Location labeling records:
□ □ □

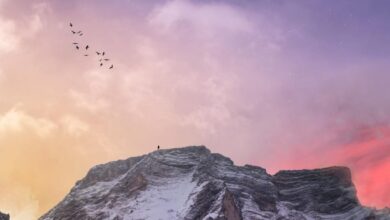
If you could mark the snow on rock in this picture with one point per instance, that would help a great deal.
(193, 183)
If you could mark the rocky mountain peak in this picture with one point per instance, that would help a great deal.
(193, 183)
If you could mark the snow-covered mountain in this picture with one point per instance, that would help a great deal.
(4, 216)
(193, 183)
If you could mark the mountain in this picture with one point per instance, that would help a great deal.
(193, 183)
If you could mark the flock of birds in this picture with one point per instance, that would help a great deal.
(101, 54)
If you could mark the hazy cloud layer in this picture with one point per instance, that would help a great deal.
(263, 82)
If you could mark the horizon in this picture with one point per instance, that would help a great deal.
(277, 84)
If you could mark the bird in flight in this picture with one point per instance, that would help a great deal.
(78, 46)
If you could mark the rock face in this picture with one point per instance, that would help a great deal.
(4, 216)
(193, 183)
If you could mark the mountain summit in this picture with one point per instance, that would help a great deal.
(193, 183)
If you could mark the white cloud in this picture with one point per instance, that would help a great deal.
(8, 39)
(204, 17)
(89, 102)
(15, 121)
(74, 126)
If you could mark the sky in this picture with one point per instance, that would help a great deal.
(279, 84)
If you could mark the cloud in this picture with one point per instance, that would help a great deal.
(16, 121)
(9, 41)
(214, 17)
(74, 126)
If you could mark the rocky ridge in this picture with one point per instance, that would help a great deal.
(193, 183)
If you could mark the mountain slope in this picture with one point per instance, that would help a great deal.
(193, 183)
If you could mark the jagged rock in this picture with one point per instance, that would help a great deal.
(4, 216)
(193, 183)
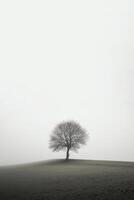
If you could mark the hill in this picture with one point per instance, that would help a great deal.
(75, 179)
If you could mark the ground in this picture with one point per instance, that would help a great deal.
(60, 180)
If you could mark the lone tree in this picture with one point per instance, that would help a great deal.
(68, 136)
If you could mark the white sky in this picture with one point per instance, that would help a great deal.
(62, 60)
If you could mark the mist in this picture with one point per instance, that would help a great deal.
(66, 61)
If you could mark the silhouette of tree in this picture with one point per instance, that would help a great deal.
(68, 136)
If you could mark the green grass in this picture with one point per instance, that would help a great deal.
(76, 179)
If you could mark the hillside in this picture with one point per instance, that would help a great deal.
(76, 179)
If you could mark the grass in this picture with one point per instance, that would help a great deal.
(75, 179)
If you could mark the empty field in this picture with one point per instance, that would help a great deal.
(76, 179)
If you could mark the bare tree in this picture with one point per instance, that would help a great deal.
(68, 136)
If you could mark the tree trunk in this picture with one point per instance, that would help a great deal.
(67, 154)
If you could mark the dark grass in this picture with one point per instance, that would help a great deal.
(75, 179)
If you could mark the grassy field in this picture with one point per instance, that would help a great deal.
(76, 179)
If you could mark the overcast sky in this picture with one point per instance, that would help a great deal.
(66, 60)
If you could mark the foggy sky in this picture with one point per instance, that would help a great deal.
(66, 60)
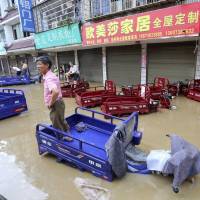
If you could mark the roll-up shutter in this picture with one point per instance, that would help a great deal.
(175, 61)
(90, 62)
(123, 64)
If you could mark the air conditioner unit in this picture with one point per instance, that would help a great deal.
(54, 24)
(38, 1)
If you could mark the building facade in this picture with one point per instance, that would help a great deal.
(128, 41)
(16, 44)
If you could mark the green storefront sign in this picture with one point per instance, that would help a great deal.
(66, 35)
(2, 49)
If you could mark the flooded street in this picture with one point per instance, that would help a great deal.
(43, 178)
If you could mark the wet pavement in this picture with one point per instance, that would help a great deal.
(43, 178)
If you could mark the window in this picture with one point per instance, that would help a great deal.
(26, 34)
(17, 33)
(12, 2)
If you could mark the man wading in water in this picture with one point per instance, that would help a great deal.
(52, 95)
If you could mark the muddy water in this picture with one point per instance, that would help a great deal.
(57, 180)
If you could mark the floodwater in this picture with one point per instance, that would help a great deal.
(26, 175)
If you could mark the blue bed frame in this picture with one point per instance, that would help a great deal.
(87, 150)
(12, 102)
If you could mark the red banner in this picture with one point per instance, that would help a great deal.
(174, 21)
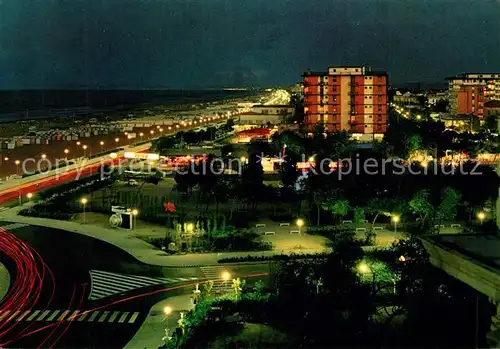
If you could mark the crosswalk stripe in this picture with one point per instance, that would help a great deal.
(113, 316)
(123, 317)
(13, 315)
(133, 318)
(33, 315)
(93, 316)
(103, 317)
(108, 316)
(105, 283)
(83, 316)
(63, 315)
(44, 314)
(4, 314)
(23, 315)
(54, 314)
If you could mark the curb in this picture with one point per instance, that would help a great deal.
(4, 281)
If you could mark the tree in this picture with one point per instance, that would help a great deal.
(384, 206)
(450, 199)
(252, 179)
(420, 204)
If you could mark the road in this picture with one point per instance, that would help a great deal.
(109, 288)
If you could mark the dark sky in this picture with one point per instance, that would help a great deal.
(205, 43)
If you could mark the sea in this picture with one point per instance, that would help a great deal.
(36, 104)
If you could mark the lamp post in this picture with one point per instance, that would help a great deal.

□ □ □

The line that contains "If you could mark the green storefront" begins the part to retype, and the last line of the records above ends it. Retype both and everything between, exactly, without the pictures.

EXERCISE RESULT:
If you could mark the green storefront sign in this picture with one point per instance, that would help a great deal.
(66, 35)
(2, 49)
If you could mark the flooded street in this picture with one point per instance, that would help a great deal.
(43, 178)
If you could mark the wet pavement in this picture with one point per instance, that would help a great deal.
(43, 178)
If you could mark the window in this picture with one point per instance, that would help a great deal.
(26, 34)
(17, 33)
(12, 2)
If you could mark the man wading in water in this picture with one point per instance, that would help a great deal.
(52, 95)
If you could mark the muddy water in this picture with one point per instance, that would help a great deal.
(57, 180)
If you could mark the floodwater in this picture with one point per instance, that would help a great deal.
(26, 175)
If you could mark the blue bed frame in this picture with one point per instance, that would help a great deal.
(87, 150)
(12, 102)
If you could mark the red banner in this picture with one point per instance, that would help a great deal.
(174, 21)
If you could mark the crosswalk stripe in this picture with one point per instance, that would help a great deal.
(113, 316)
(123, 317)
(13, 315)
(133, 318)
(33, 315)
(93, 316)
(103, 317)
(108, 316)
(105, 283)
(83, 316)
(63, 315)
(44, 314)
(4, 314)
(23, 315)
(54, 314)
If you could mark the curb in this picture with one point per instance, that would help a great deal.
(4, 281)
If you could mark the tree in this picture with one point per instance, that would help a great deal.
(384, 206)
(450, 199)
(252, 179)
(420, 204)
If you could mark the road in this picture with one point per instance, that would help a great deal.
(109, 288)
If you could mark the dark sky in this picture with one point per instance, that would help a great deal.
(205, 43)
If you could mark the sea in this picture with one point per instance, that would help a great deal.
(36, 104)
If you could mark the lamp post in this picture with one point per instance, that would help a great deal.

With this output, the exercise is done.